Below are records; please give the number of their lines that contain the string "leafy", and only that number.

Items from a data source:
§ §
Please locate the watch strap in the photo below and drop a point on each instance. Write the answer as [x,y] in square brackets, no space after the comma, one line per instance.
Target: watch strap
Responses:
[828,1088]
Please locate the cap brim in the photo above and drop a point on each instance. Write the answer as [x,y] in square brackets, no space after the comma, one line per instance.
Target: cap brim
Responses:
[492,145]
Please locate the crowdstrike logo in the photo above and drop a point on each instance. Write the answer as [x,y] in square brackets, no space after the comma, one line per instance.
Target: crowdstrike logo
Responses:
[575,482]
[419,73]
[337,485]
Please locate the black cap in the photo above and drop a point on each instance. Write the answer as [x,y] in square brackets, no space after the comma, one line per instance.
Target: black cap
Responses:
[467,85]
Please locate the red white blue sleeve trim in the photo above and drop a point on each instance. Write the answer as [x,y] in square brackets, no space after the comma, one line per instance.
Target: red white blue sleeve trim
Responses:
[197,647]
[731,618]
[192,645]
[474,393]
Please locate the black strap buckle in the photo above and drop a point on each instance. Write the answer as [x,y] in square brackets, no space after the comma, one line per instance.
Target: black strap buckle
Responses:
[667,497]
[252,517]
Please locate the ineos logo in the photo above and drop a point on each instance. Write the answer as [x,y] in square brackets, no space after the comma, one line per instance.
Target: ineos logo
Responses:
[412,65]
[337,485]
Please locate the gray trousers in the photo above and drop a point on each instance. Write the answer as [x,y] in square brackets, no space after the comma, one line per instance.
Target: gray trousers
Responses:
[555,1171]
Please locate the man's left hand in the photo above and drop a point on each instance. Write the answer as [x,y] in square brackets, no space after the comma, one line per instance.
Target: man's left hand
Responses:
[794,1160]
§ §
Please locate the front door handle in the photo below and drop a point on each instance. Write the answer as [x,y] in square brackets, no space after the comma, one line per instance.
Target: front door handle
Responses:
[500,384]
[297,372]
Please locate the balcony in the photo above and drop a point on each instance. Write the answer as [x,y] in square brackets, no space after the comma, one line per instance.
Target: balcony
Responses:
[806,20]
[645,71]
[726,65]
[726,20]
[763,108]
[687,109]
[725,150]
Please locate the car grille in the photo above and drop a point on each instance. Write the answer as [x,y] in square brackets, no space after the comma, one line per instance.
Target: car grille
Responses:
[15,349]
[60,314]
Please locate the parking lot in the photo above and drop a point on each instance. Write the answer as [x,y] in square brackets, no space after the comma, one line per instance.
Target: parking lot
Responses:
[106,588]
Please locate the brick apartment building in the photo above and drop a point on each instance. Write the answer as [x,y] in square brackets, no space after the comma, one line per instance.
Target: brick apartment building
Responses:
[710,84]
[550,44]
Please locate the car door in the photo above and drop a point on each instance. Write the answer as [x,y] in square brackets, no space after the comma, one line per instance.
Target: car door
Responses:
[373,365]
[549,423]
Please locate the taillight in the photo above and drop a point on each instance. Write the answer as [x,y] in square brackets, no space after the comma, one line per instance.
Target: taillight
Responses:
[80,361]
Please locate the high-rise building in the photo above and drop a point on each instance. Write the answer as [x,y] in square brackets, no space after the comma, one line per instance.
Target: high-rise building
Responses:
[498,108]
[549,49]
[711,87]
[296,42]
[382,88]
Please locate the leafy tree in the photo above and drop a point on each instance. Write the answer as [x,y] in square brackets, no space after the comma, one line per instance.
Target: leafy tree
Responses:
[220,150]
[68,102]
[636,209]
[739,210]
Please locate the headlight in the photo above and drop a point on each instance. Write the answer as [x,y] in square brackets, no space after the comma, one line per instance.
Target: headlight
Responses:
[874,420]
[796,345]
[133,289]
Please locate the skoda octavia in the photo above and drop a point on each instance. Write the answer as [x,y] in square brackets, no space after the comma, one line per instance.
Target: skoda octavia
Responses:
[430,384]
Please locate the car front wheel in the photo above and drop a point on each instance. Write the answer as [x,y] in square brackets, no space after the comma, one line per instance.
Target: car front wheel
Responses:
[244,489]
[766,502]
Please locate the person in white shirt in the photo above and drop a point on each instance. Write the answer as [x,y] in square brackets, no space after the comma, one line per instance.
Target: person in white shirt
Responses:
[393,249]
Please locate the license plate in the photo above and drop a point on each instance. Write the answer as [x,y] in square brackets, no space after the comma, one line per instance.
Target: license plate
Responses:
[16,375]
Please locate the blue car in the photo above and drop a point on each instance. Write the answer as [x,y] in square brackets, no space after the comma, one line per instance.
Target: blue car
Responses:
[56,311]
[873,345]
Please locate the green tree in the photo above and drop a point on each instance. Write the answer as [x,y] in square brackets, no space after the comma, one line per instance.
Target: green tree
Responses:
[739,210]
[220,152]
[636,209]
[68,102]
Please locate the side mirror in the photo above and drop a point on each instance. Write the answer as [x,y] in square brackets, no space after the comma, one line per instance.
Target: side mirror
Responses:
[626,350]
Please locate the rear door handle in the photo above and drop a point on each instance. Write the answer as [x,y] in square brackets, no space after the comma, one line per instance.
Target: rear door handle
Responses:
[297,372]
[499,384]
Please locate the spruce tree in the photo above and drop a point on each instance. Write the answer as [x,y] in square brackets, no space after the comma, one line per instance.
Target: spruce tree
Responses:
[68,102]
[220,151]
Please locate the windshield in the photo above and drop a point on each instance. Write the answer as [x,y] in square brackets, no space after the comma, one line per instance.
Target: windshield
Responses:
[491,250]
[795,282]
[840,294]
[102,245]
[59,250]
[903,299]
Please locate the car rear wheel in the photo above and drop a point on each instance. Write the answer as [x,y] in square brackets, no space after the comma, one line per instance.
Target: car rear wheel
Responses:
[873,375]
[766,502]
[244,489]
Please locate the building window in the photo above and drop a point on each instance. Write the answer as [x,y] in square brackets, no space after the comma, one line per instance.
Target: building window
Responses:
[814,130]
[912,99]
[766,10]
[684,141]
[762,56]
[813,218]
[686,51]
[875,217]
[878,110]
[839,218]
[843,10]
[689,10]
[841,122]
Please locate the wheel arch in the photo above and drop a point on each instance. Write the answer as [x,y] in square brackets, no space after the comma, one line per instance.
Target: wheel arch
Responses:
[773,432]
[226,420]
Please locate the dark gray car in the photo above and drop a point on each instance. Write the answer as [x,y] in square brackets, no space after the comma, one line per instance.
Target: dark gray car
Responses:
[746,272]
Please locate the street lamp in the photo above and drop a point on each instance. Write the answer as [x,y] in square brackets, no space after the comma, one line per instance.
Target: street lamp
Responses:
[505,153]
§ §
> [Answer box]: 2